[Some records]
(begin)

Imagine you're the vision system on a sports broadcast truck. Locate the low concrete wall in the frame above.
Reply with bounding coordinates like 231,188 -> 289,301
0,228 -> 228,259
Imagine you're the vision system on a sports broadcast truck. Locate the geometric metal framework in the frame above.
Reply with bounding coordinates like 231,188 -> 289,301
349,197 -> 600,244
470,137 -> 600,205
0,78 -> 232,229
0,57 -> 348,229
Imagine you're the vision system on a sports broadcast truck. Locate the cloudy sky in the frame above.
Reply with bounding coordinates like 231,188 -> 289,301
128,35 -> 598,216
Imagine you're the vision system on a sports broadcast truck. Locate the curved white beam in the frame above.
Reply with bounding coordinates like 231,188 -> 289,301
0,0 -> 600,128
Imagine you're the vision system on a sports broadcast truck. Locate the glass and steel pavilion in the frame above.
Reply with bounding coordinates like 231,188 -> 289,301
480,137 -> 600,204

(end)
(begin)

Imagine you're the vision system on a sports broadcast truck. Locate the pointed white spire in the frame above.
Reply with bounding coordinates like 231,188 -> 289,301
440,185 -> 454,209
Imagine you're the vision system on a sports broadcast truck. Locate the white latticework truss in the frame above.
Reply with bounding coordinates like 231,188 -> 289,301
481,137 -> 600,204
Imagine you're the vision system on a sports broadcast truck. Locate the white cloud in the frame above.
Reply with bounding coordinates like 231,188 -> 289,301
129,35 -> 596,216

(end)

*To be done*
Print the lines from the line containing "beam in the frame above." to the line containing "480,137 -> 600,204", keeping every character unchanged.

*Task output*
Imagine you're the vision system on a sports broadcast truck. Locate the curved white beam in the frame above.
Reply with bounding coordinates like 231,188 -> 289,301
0,0 -> 600,128
Imagine you're the vision system on a sports broadcast truck. Locate the glass and steel pavilion in the frame above.
Reply with bounding coordinates like 231,188 -> 289,301
480,137 -> 600,204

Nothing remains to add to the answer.